• _Problem statement_: Could you recast part of the listing below as a numbered list with blank lines dropped? Begin at the line that has "One dot marks each instance of the bowl with yellow" and stop after the line that has "[(172, 153), (280, 57)]".

• _Information shown_:
——————
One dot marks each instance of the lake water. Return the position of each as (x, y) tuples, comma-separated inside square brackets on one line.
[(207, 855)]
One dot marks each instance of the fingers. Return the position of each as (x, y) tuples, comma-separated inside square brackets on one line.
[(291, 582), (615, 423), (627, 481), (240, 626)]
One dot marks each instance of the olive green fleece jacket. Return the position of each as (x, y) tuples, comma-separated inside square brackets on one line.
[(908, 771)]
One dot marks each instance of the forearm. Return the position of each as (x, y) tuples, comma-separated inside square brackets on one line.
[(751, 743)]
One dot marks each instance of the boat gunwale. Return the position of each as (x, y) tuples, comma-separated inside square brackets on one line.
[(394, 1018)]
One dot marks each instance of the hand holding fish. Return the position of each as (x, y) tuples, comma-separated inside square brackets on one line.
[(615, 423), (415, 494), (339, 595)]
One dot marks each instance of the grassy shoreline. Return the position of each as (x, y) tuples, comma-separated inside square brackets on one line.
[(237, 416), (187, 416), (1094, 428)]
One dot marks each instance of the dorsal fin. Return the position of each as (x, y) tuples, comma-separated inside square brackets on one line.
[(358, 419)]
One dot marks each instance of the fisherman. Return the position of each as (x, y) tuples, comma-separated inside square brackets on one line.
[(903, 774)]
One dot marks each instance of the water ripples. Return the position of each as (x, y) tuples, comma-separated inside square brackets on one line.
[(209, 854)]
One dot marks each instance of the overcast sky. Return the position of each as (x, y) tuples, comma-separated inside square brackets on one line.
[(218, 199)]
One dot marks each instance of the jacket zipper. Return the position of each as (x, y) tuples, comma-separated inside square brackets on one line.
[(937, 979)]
——————
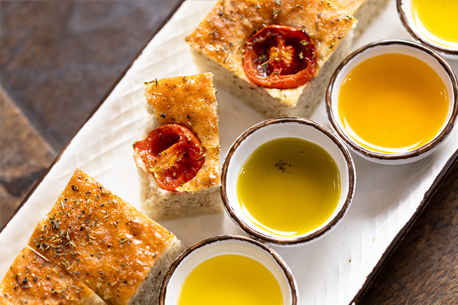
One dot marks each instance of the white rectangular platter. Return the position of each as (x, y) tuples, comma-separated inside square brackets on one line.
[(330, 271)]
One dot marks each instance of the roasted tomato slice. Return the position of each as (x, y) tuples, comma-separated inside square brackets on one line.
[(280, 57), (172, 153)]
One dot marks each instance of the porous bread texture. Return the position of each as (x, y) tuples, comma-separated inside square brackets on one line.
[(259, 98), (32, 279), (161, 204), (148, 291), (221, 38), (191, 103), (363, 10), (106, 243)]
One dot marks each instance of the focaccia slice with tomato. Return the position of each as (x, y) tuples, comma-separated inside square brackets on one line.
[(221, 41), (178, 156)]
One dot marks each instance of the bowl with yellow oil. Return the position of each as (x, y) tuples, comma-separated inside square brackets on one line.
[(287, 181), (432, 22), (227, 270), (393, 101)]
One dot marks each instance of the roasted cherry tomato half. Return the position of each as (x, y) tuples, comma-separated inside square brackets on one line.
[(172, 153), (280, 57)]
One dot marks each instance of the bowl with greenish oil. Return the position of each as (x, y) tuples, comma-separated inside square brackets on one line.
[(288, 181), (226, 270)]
——————
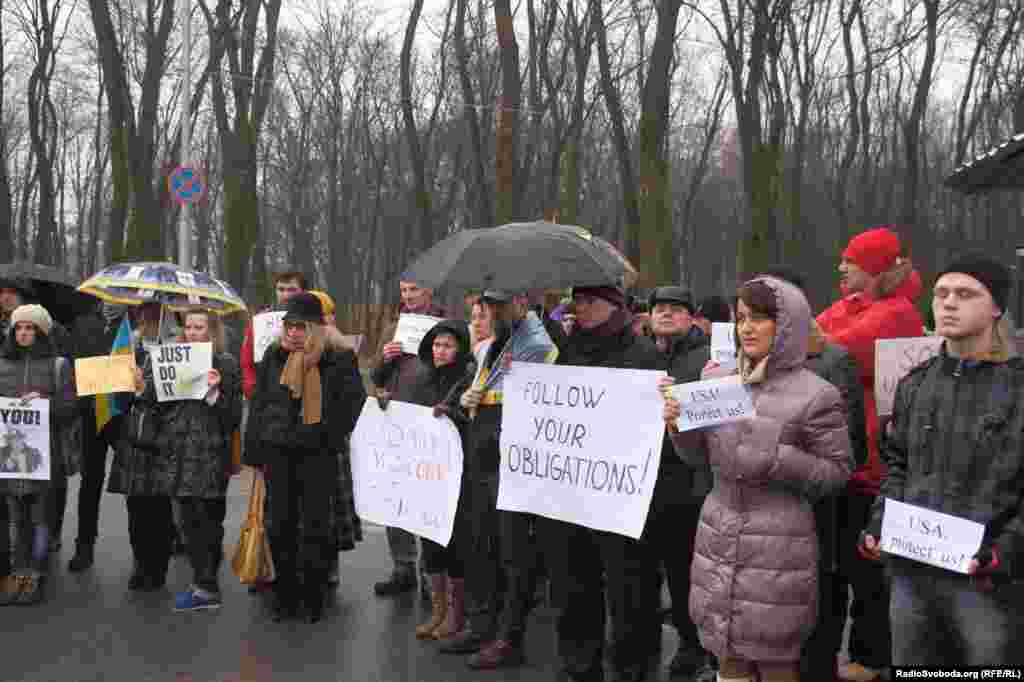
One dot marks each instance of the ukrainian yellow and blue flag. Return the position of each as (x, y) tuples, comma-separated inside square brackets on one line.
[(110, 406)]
——————
• _Result_:
1. One dot marks each instance of the bowl with yellow oil. Return the position of each as (x, y) tuples, comma-separated inside square brackets on one line.
2. [(287, 181), (432, 22), (227, 270), (393, 101)]
3. One dot marks each instance of the roasted cherry tomato half. Return the position of each as (x, y) tuples, comma-separated inside square brackets on one line.
4. [(172, 153), (280, 57)]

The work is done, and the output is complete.